* **PROVIDED TEXT**
════════════════

The Gate, the Web site serving the Chronicle and the Examiner, has a free searchable archive available on the Web. While the price is right, it covers content only back to January 1995, and it includes only staff-written articles -- nothing that appeared in the newspapers that originated from wire services or freelancers. Search results return the headline, date of publication, and publication (Chronicle or Examiner), ranked in order of date. Oddly, there's no mention on the Gate's "Search" page of how to find pre-1995 articles.

One nice feature is the ability to look back at the news of a particular day. Using the search form, just select a date, and the headlines of that day are returned to you. (You can select News, Sports, Business, etc.) This is a feature that every site should have (assuming, of course, that you don't dump your news content into a paid archive and delete it from your Web site).

Toronto Star: D

This Canadian daily has a skimpy archive, which allows you to search issues of the newspaper going back a little over one month. The search function consists of a field to enter a search string, but no "advanced search" options to narrow your search. At least it's free.

New Jersey Online: Not graded

The New Jersey Online Web site uses a different business model than the rest. To search back issues of the Star-Ledger and the Times of Trenton, users can sign up for a single day's access to the Web archives for $6.95. Corporate users can pay $150 a month for unlimited use of the newspapers' archive. I like this model, yet I think it will scare some infrequent users off who otherwise might pay 50 cents or $1 for an occasional article. I'll admit to that myself; I was too "cheap" to pay $6.95 just to try out the interface in order to review it for this column.

Some good models, if you can find them

What I noticed foremost in my newspaper Web archive surfing expedition was how few papers have successfully implemented a good system. A consumer-oriented Web archive service is a revenue stream not to be overlooked, yet many publishers are dragging their feet. To be sure, it's no easy task to get a Web archive system up and running, but the potential payoff -- especially for large metro papers -- is significant.

════════════════

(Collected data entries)
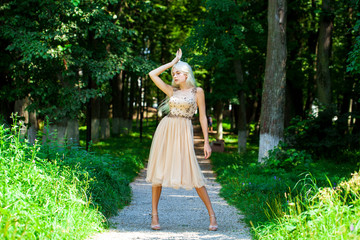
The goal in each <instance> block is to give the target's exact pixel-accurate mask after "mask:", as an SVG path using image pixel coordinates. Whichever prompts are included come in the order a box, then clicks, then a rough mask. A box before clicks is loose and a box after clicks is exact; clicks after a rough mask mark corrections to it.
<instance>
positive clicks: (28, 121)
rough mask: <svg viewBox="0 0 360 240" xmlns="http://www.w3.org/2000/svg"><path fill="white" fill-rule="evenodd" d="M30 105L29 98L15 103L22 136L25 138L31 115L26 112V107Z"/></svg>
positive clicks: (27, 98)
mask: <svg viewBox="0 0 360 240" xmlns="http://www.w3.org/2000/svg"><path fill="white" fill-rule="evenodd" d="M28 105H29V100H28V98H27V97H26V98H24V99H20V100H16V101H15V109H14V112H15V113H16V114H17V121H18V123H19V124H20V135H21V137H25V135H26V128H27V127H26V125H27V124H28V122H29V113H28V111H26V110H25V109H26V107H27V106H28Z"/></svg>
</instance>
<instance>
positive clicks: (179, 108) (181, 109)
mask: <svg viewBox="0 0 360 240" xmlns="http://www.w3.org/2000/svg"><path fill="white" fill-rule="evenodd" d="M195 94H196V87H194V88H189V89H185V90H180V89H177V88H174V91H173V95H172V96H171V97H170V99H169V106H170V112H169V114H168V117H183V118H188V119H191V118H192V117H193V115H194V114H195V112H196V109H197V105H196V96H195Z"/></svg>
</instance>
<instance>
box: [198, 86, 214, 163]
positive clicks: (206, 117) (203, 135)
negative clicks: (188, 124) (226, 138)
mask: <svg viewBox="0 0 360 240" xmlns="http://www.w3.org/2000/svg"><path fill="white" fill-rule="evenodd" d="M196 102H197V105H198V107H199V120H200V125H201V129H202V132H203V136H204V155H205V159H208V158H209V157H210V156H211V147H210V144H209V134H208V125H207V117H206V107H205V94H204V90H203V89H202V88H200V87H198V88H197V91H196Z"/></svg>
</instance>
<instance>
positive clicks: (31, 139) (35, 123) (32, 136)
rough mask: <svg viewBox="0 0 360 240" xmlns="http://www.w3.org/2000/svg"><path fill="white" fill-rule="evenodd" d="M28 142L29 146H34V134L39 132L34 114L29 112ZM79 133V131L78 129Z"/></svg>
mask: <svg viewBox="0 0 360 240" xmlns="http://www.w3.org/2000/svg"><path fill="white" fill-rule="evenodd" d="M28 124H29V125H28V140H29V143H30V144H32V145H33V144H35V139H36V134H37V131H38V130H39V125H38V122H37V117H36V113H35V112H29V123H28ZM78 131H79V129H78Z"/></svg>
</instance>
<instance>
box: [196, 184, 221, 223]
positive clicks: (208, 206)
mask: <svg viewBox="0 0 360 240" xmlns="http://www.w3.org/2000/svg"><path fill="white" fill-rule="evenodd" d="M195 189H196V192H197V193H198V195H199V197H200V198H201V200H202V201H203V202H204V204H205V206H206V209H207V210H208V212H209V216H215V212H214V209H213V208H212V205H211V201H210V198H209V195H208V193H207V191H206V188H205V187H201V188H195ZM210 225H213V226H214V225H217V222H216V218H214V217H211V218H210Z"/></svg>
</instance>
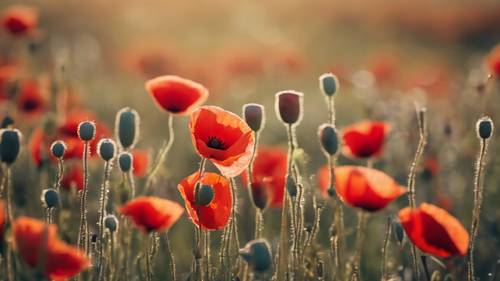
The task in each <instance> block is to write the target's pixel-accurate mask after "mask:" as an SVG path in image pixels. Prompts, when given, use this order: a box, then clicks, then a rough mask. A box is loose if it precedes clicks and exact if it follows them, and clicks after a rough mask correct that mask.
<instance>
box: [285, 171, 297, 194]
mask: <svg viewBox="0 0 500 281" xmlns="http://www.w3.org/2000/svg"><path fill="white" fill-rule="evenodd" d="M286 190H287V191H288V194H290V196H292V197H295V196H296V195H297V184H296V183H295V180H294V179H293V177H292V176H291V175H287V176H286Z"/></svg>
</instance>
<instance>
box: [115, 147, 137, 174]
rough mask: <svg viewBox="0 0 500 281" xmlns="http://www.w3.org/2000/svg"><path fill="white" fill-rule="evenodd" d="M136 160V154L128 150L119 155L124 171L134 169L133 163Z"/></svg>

════════════════

* **TASKS**
[1] According to the provided text, how much do users pay for a single day's access to the New Jersey Online archives?
[2] Identify every line in the rows that contains the string "positive" and copy each of those lines.

* **YOUR RESPONSES**
[1] $6.95

[2]
positive clicks: (28, 121)
positive clicks: (27, 98)
positive clicks: (179, 108) (181, 109)
positive clicks: (206, 117) (203, 135)
positive clicks: (31, 139) (35, 123) (32, 136)
positive clicks: (208, 206)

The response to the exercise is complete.